### [DIRECTIONS FOR THIS TASK]
Each entry should be duplicated exactly, with no line missing.

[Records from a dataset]
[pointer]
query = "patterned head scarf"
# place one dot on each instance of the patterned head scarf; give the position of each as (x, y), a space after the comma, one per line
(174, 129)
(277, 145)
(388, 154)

### [OUTPUT OF THE TASK]
[pointer]
query = "patterned head scarf"
# place one dot on each instance of the patterned head scarf; give the position of each as (x, y), a space after the comma, one per line
(174, 129)
(277, 145)
(388, 154)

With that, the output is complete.